Don't bury the answer below an interstitial. A model fetching your page sees what the user agent sees. If your page makes the user accept cookies before reading anything, the model gets the cookie wall instead of the article. Same for paywalls, sign-up gates, and aggressive interstitials. The fix is to deliver the content; the interstitial is a tax on your discoverability that you'd been getting away with.
A worked example
The question: "What's a reasonable LCP target in 2026?"
Two pages compete to be cited.
Page A opens with a 400-word personal story about how the author got into web performance, walks through the history of speed metrics from PageSpeed Index in 2009 to LCP today, and somewhere around the eleventh paragraph mentions that Google's "good" threshold is 2.5 seconds.
Page B opens: "Google's published target for Largest Contentful Paint, measured at the 75th percentile of real users in the Chrome User Experience Report, is 2.5 seconds. Below that is 'good'; between 2.5 and 4 seconds is 'needs improvement'; above 4 seconds is 'poor'. The thresholds are documented on web.dev under Core Web Vitals."

*Goal of the exercise:* Please reproduce the passage above on interstitials and LCP targets word for word, in full.

*Entries shown:*

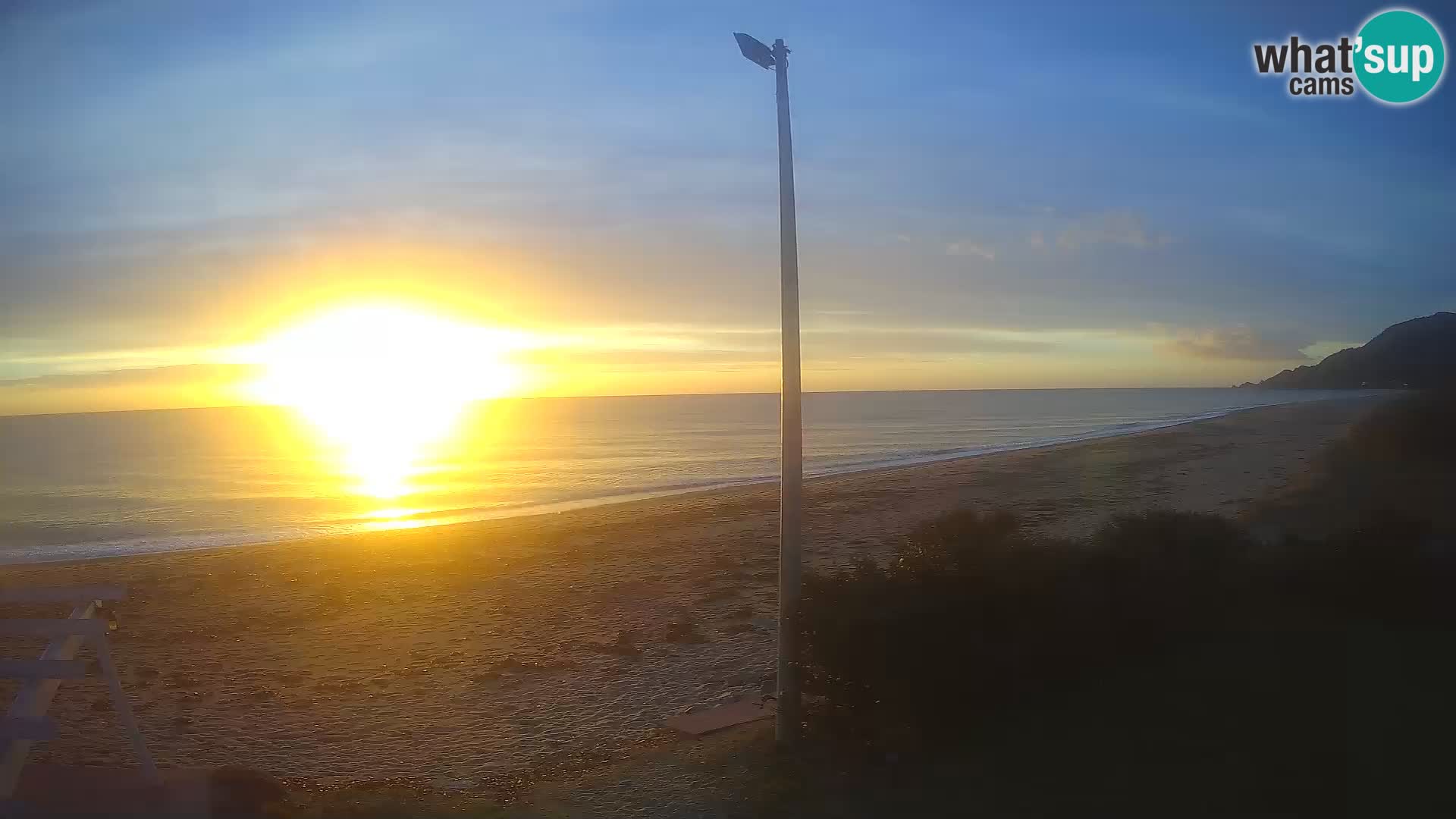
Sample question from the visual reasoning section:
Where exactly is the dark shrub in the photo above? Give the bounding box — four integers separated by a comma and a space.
802, 501, 1456, 746
804, 512, 1250, 740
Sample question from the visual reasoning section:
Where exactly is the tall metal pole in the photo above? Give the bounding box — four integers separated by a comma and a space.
774, 39, 804, 746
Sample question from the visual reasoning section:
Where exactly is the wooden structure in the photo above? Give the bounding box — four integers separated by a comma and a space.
0, 586, 158, 800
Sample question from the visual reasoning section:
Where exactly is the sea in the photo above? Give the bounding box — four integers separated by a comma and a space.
0, 389, 1361, 564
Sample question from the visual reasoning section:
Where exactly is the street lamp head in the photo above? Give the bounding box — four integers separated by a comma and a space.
733, 33, 774, 71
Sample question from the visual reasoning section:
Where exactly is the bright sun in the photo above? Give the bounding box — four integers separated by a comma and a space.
252, 305, 519, 498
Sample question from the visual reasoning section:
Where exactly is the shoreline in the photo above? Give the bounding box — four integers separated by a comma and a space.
0, 394, 1380, 567
0, 400, 1374, 783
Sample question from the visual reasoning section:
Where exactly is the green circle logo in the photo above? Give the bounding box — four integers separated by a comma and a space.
1356, 9, 1446, 105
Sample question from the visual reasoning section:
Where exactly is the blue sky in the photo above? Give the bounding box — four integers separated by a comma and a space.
0, 2, 1456, 410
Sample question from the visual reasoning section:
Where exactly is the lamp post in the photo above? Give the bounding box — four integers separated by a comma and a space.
734, 33, 804, 746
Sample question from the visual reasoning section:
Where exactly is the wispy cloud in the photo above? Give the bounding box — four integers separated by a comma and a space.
1166, 326, 1306, 362
1057, 210, 1172, 251
945, 242, 996, 262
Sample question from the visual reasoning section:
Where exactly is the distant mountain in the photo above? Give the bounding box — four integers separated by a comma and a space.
1239, 312, 1456, 389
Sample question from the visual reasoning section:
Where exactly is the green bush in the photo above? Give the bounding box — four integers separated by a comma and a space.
802, 512, 1456, 746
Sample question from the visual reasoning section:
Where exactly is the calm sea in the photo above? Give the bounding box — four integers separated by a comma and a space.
0, 389, 1351, 563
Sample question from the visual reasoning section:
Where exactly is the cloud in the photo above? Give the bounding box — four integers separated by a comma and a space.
1299, 341, 1364, 362
1166, 326, 1304, 362
1057, 210, 1172, 251
945, 242, 996, 262
0, 363, 258, 391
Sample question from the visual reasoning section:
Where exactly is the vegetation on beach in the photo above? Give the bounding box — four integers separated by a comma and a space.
776, 384, 1456, 816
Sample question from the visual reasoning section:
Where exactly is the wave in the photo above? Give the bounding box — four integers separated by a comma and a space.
0, 400, 1316, 564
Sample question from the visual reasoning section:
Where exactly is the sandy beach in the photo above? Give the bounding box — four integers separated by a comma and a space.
0, 400, 1370, 784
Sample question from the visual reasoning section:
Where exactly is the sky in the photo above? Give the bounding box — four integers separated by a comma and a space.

*Output for this exercise:*
Don't bury the answer below an interstitial. A model fetching your page sees what the user agent sees. If your page makes the user accept cookies before reading anything, the model gets the cookie wall instead of the article. Same for paywalls, sign-up gates, and aggressive interstitials. The fix is to deliver the content; the interstitial is a tax on your discoverability that you'd been getting away with.
A worked example
The question: "What's a reasonable LCP target in 2026?"
Two pages compete to be cited.
Page A opens with a 400-word personal story about how the author got into web performance, walks through the history of speed metrics from PageSpeed Index in 2009 to LCP today, and somewhere around the eleventh paragraph mentions that Google's "good" threshold is 2.5 seconds.
Page B opens: "Google's published target for Largest Contentful Paint, measured at the 75th percentile of real users in the Chrome User Experience Report, is 2.5 seconds. Below that is 'good'; between 2.5 and 4 seconds is 'needs improvement'; above 4 seconds is 'poor'. The thresholds are documented on web.dev under Core Web Vitals."